▸ **Provided information**
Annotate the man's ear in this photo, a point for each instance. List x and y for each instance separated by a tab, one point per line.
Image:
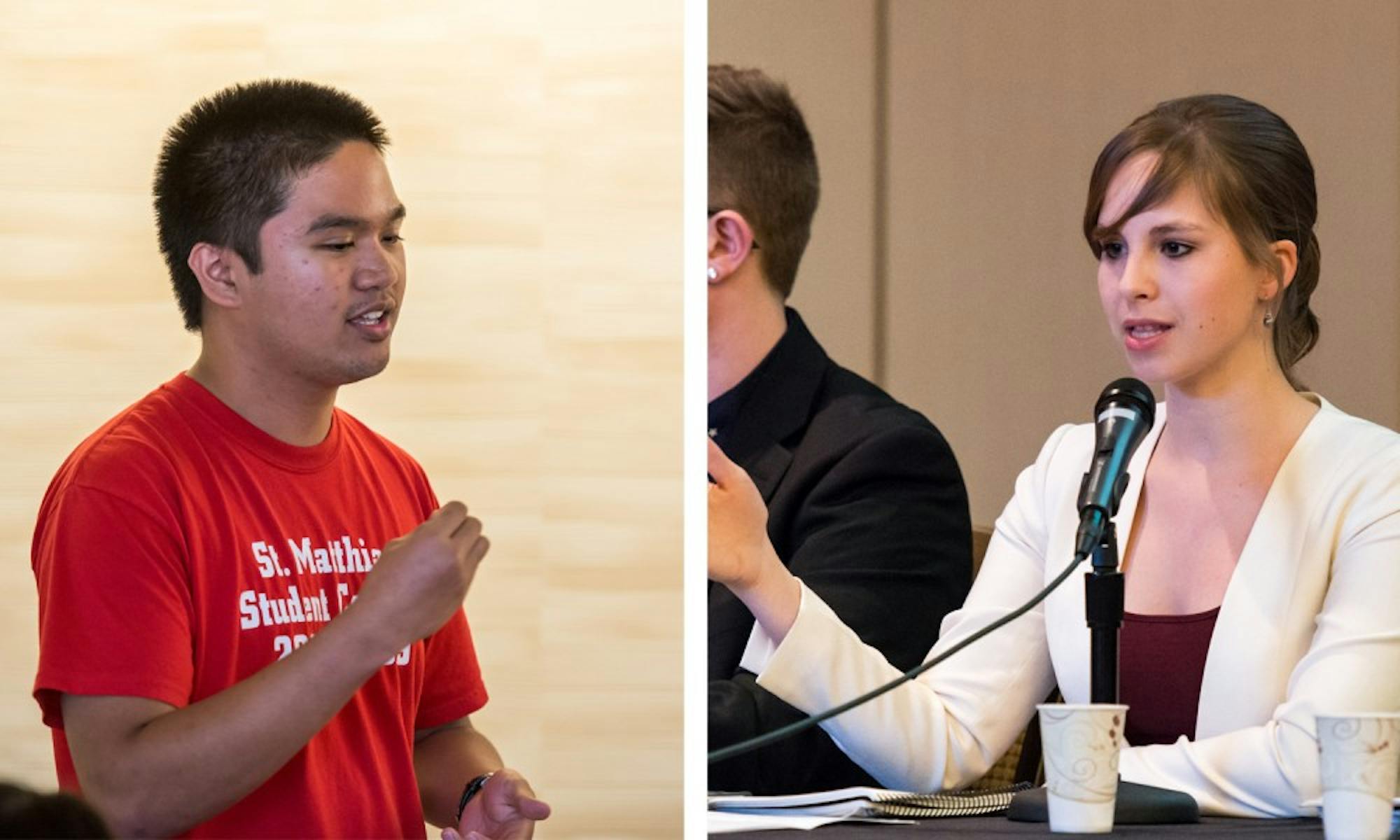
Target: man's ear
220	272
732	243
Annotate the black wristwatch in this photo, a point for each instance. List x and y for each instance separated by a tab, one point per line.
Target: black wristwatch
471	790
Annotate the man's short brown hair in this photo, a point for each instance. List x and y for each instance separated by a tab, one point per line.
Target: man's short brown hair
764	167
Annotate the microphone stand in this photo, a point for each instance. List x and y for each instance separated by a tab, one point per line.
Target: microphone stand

...

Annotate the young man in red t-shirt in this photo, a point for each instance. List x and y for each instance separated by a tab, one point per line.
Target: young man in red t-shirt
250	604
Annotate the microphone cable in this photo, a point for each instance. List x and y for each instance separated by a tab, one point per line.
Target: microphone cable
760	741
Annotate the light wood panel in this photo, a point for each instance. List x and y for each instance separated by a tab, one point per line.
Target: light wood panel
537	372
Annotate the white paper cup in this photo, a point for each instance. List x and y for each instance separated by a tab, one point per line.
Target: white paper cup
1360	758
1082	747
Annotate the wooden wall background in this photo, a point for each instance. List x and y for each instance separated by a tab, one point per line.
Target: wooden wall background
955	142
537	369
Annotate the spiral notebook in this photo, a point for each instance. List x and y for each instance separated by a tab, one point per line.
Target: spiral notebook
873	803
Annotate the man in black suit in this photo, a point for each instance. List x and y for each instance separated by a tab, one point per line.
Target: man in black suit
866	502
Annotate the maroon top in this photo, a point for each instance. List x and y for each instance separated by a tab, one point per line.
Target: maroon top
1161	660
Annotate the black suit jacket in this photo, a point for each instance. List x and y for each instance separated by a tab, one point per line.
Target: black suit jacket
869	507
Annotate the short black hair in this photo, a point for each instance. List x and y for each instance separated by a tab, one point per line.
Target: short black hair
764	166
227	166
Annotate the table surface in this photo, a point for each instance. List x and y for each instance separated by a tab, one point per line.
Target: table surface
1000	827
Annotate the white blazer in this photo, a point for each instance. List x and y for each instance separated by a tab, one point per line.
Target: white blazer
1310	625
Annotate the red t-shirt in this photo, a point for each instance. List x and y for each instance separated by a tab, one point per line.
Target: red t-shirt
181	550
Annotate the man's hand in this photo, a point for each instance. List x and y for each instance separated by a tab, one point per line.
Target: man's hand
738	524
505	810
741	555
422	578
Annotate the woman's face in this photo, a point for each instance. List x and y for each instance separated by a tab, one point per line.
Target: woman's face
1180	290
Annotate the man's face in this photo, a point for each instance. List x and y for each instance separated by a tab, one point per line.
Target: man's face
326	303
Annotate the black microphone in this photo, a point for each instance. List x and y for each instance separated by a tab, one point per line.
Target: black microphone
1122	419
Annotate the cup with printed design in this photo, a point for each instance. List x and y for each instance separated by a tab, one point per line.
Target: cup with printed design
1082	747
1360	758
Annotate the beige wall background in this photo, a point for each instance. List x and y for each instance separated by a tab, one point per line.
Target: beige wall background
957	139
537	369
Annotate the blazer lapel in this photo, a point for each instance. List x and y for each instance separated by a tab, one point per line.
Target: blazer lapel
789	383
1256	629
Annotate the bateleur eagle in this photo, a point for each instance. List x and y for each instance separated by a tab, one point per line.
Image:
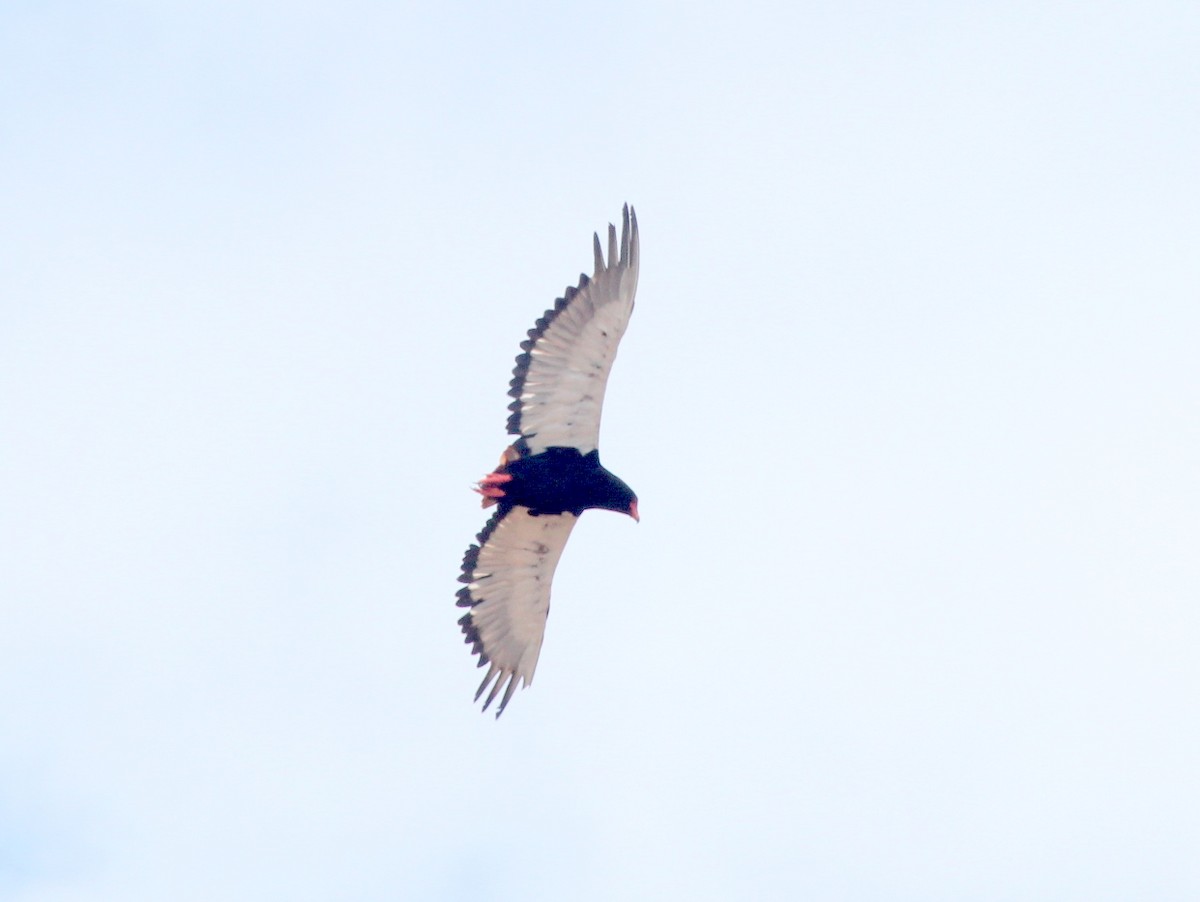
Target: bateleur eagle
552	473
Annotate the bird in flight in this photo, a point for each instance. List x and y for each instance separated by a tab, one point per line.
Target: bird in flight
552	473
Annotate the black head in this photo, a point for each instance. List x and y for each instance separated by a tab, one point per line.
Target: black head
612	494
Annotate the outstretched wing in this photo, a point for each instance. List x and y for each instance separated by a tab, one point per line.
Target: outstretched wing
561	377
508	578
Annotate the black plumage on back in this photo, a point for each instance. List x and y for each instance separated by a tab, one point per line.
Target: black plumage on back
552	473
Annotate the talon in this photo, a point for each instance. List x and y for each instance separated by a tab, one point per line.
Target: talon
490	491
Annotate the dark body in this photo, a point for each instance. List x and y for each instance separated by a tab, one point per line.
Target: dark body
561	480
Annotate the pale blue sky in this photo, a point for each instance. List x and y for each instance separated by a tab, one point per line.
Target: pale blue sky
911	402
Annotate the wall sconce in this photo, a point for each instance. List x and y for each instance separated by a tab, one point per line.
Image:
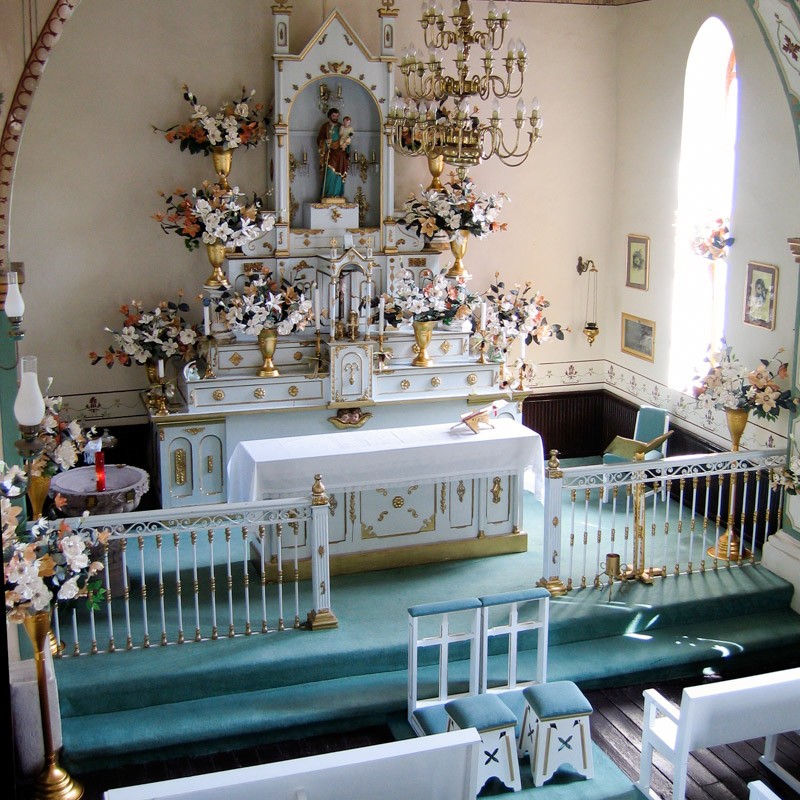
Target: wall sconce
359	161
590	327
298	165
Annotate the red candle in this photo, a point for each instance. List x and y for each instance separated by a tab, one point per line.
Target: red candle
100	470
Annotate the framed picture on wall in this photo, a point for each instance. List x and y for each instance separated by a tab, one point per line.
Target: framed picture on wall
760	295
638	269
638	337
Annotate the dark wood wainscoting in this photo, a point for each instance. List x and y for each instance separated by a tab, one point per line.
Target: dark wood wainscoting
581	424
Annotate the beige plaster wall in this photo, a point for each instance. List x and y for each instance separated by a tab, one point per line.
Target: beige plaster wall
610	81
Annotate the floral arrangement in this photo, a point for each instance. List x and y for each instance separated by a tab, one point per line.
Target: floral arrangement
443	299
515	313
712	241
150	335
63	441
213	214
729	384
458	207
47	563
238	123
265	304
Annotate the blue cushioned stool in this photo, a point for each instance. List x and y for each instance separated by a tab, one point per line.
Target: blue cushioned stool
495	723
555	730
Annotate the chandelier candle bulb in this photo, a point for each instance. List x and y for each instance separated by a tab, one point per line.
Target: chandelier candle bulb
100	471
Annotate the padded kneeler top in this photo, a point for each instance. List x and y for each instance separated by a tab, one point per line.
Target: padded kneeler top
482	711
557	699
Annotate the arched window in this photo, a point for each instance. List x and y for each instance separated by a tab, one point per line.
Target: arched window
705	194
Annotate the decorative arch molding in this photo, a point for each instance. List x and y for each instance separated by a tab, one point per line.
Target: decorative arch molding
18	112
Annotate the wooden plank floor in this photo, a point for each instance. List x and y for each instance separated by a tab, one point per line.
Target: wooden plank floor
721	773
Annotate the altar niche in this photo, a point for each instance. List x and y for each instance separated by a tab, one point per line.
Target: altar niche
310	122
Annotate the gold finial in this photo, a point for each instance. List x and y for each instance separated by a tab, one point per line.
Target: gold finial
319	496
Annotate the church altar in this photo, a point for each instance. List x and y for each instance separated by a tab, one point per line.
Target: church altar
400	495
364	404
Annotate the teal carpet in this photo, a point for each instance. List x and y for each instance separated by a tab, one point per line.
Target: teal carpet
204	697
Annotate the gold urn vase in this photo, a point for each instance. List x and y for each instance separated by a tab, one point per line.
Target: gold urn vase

▸ **Given task**
Reproduce verbatim the lines of the items above, from the line containing "Annotate the church" through the line containing "Target: gold urn vase", including both of those lines.

▸ **The completed task**
Annotate the church altar in this photo, a point for each instance. List x and y for each instance separated by a tab, one point per line.
Target: church altar
400	495
364	404
Annotate the teal carpet in this photo, a point for each instance. List x and y for each instance separated by a tab, one point per line.
Target: teal carpet
204	697
Annotate the gold urn vase in this photo, a point for each instance. List x and y for each instance separated by a tab, one point per line.
Target: gold urn vase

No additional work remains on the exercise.